• _Provided passage_:
######

Thursday, August 18, 2016

NYC’s municipal ID program a big hit with immigrants and natives alike, de Blasio boasts

NYC’s municipal ID program a big hit with immigrants and natives alike, de Blasio boasts

ERIN DURKIN AUG 18, 2016 11:57 AM

More than 863,000 New Yorkers have snagged one of the city's municipal ID cards since the program launched a year and a half ago, data released Thursday show.

Mayor de Blasio touted the results in his weekly appearance on the Brian Lehrer show, saying the card has proved vastly popular with both immigrants and native New Yorkers.

More than half of card holders — 52% — use the IDNYC as their primary form of ID, a number that jumps to 67% among immigrants, according to the city's survey.

"It's very helpful for undocumented folks, and that was one of the prime motivations, to show respect and embrace for almost half a million people who are our neighbors and happen to be undocumented," de Blasio said on the radio show. "But we found it's very valuable for a lot of other people too."

Even Pope Francis has an IDNYC, which he received when he visited the city last September.

In the survey, 24% of card holders said the IDNYC is the only form of identification they have. Among immigrants, the number was 36%.

Most participants — 58% across the board and 70% of immigrants — have used the card as a form of ID at some point.

The IDs, which are free, can be used to get free one-year memberships to around 40 museums and cultural institutions, and offer discounts on things like movie tickets and prescription drugs.

The city found that 52% of people with cards have used them to get a membership to visit a cultural spot, a number that jumps to 67% among seniors. And 400,000 memberships have been redeemed.

De Blasio said beyond the practical benefits, many report it increases their feeling of belonging.

De Blasio signed the IDNYC bill in 2014, kickstarting the program.

######

• _What you will do_:
Duplicate the entire article on New York City's municipal ID program word for word. The records that come after this article are separate material with no connection to it.

• _Supplied data_:
######

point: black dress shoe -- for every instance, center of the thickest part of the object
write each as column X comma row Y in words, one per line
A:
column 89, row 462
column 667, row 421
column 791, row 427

######

• _Output for this task_:
Thursday, August 18, 2016

NYC’s municipal ID program a big hit with immigrants and natives alike, de Blasio boasts

NYC’s municipal ID program a big hit with immigrants and natives alike, de Blasio boasts

ERIN DURKIN AUG 18, 2016 11:57 AM

More than 863,000 New Yorkers have snagged one of the city's municipal ID cards since the program launched a year and a half ago, data released Thursday show.

Mayor de Blasio touted the results in his weekly appearance on the Brian Lehrer show, saying the card has proved vastly popular with both immigrants and native New Yorkers.

More than half of card holders — 52% — use the IDNYC as their primary form of ID, a number that jumps to 67% among immigrants, according to the city's survey.

"It's very helpful for undocumented folks, and that was one of the prime motivations, to show respect and embrace for almost half a million people who are our neighbors and happen to be undocumented," de Blasio said on the radio show. "But we found it's very valuable for a lot of other people too."

Even Pope Francis has an IDNYC, which he received when he visited the city last September.

In the survey, 24% of card holders said the IDNYC is the only form of identification they have. Among immigrants, the number was 36%.

Most participants — 58% across the board and 70% of immigrants — have used the card as a form of ID at some point.

The IDs, which are free, can be used to get free one-year memberships to around 40 museums and cultural institutions, and offer discounts on things like movie tickets and prescription drugs.

The city found that 52% of people with cards have used them to get a membership to visit a cultural spot, a number that jumps to 67% among seniors. And 400,000 memberships have been redeemed.

De Blasio said beyond the practical benefits, many report it increases their feeling of belonging.

De Blasio signed the IDNYC bill in 2014, kickstarting the program.